“Patience is bitter, but it’s fruit is sweet.”
"Sometimes the best investments are the ones you don't make."
“After spending many years in Wall Street and after making and losing millions of dollars I want to tell you this: It never was my thinking that made the big money for me. It was my sitting. Got that? My sitting tight! Men who can both be right and sit tight are uncommon. I found it one of the hardest things to learn. But it is only after a stock operator has firmly grasped this that he can make big money.”
1. Every time you feel the urge to sell a stock you've just recently acquired simply because it risen in price, ask yourself "Have the fundamentals of the company changed since you first bought the stock? Has the sector or industry significantly changed to the point that the company can no longer compete? Are the reasons that you initially bought the stock no longer valid?" If the answers to the questions above are no, then be patient and remain invested.
2. Every time you get the urge to trade, stop and ask yourself "Are the technicals in place such that a trade is prudent? Are any of the momentum indicators screaming that this is the absolute perfect time to trade?" If the technicals aren't right then the timing is all wrong.
If you ask yourself the things above before you make that next reactive trade, you'll begin to realize and incorporate a certain degree of patience in your trading philosophy. What you will begin to discover is that a little more inactivity in your trading may just turn out to be beneficial to your portfolio.
This may just be something worth thinking about.

§ ACTIVITY LIST
• 1. Reproduce the part of the text on patience in investing that opens with the words containing "2. Every time" and closes with "is all wrong.".
• 2. Answer these questions from the text on patience in investing:
(a) In the quotation about Wall Street, what does the speaker say made the big money instead of thinking?
(b) According to the second numbered point, what follows if the technicals aren't right?
(c) What may a little more inactivity in trading turn out to be for a portfolio?
The listing that comes next has no connection to the text on patience in investing.

§ PROVIDED INFORMATION
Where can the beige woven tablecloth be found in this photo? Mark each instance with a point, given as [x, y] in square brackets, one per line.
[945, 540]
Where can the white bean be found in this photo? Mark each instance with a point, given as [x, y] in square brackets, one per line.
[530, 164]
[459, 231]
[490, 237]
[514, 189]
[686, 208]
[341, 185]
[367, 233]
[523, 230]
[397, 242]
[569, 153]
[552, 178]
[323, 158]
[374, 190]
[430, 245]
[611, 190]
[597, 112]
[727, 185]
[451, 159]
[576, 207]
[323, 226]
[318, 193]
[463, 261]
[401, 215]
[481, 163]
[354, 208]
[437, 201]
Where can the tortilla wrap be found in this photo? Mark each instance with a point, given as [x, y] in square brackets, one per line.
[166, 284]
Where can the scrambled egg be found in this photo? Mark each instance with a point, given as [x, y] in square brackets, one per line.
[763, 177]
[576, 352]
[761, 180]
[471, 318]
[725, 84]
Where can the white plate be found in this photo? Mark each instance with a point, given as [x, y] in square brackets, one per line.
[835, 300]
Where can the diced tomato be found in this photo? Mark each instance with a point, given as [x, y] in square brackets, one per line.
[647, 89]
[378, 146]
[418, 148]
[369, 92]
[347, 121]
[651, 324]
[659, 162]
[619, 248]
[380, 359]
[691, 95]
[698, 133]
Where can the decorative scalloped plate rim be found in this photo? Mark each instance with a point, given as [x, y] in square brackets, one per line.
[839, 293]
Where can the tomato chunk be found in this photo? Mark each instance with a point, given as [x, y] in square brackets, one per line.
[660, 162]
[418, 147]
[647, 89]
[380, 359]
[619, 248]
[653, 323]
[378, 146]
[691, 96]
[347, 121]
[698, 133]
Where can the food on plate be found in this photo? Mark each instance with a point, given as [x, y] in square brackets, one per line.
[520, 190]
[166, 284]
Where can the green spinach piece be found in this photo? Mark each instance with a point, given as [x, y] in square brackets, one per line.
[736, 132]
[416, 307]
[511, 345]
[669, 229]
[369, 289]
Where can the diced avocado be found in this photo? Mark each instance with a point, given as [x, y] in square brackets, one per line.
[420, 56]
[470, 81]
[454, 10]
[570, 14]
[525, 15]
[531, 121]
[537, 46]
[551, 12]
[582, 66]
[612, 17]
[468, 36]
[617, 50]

§ ANSWERS PROVIDED
• 1.
2. Every time you get the urge to trade, stop and ask yourself "Are the technicals in place such that a trade is prudent? Are any of the momentum indicators screaming that this is the absolute perfect time to trade?" If the technicals aren't right then the timing is all wrong.

• 2.
(a) The speaker's sitting, meaning sitting tight.
(b) The timing is all wrong.
(c) Beneficial to the portfolio.